No dia do meu aniversário de 25 anos, decidi me presentear com algo que há muito tempo eu desejava, mas que me faltava aquela coragem: fazer a trilha da pedra da gávea.
Se você é um aventureiro nato e não tem medo nem de subir o Everest, você deve estar se perguntando por que fazer uma trilha poderia ter um significado tão forte para alguém.
No meu caso, não posso dizer que eu era exatamente uma pessoa medrosa. Eu já tinha feito algumas trilhas, já tinha viajado sozinha e já tinha me desafiado de algumas formas tranquilas (ok, algumas nem tanto), mas pouco avassaladoras.
Eu também não sabia exatamente por que queria tanto aquilo. Eu sabia que queria fazer algo grande, diferente. Que queria ver o mundo por uma perspectiva que poucos conseguem ver, mas com os meus próprios olhos.
Eu queria encarar um medo também, o de altura. Quantos medos, mesmo que pareçam insignificantes, não nos impedem de seguirmos o caminho de vida que a gente realmente quer seguir?
Simplesmente decidi que era hora de encarar aquele medo de altura. Embora eu mal soubesse que ia ficar suspensa num cabo de aço a dois mil metros de altura, com o Rio de Janeiro nas costas, e que ia descer de lá por uma rota chamada carinhosamente de Carrasqueira.
Decidida a me presentear com a aventura e ver no que ia dar, chamei uma grande amiga, a Letícia. Mesmo sem saber muito bem do que se tratava, ela sempre foi uma super parceira e adorava fazer algo diferente. É claro que ela ia aceitar. E aceitou.
Acordamos bem cedo, colocamos água e uns sanduíches na mochila, calçamos uns tênis velhos e nos encontramos com um grupo de loucos aventureiros que o nosso guia reuniu. Começamos a caminhada.
A caminhada, em si, não foi o mais desafiador. Apesar dos quase três quilômetros de subida íngreme, o exercício intenso não era tanta novidade e eu sabia que não ia passar muito do corpo e das pernas cansadas. Subíamos, subíamos, subíamos... E ia admirando a vista incrível da cidade lá de cima.
A floresta ia ficando mais perto, a cidade se afastava. Quanto mais longe da civilização, mais próximos ficavam os obstáculos. Subíamos degraus maiores que nossas pernas, agarrávamos nas pedras escorregadias para ter suporte, nos pendurávamos em cordas e às vezes uns nos outros para conseguir chegar ao próximo passo.

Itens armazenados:
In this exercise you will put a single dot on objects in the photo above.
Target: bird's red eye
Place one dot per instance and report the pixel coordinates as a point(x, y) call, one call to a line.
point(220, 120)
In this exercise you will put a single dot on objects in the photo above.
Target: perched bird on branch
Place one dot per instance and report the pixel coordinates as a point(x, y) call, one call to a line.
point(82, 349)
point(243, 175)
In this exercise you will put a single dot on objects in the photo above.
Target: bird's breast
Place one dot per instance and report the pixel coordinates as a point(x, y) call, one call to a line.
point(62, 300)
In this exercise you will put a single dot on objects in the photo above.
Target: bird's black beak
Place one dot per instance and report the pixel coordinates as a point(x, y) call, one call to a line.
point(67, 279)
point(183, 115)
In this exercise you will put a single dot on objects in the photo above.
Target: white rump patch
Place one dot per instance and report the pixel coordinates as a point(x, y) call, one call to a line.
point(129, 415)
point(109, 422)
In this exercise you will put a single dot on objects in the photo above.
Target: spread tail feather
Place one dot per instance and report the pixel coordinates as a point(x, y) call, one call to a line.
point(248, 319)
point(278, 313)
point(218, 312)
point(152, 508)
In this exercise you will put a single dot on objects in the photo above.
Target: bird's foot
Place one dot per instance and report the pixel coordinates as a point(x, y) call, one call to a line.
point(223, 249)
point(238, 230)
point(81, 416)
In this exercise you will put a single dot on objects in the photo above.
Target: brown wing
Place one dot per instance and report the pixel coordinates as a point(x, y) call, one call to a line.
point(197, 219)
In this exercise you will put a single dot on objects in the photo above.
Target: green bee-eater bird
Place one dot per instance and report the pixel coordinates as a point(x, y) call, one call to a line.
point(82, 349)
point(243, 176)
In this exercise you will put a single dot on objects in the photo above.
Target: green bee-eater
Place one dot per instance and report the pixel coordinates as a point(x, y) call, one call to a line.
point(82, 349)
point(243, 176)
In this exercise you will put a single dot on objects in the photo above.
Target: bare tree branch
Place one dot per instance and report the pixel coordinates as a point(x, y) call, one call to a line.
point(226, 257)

Tarefas do exercício:
[A] No texto sobre a trilha da Pedra da Gávea, qual é a extensão aproximada da subida íngreme?
[B] Dê continuidade ao texto sobre a trilha da Pedra da Gávea a partir do ponto em que ele termina.
Os registros não têm papel algum nesta atividade.

Resultados em ordem:
[A] Quase três quilômetros.

[B]
Foi difícil, muito difícil. Não posso negar. Minhas pernas tremeram, eu quase perdi o controle delas, e por um momento eu realmente achei que não ia conseguir.
Eu olhava para a Letícia e via no rosto dela: “que buraco você foi meter a gente...”. Por um breve momento, apoiada só com um pé numa pedra gigante, eu achei que não conseguiria levar o outro pé para cima. Me vi literalmente sem chão.
Eu pensava que, no mínimo, poderia me machucar muito feio ali. Mas no fundo eu sabia que aquilo ia me deixar mais forte. E fui.
Chegar no topo foi uma das sensações mais gostosas que já senti na vida. Desabei de chorar, ria e chorava ao mesmo tempo, como costumo fazer em momentos, digamos, desconcertantes. Abracei a Letícia bem forte, abracei o nosso guia... Basicamente abracei todo mundo que eu via na frente.
Eu consegui, eu cheguei! Eu consigo fazer coisas grandes e difíceis. Eu consigo me desafiar. Eu consigo ultrapassar meus medos. Eu consigo fazer o que eu realmente sinto que quero fazer. Minha intuição é forte!
Hoje, olhando pelo retrovisor e vendo meus últimos 5 anos, posso dizer que a trilha foi um divisor de águas.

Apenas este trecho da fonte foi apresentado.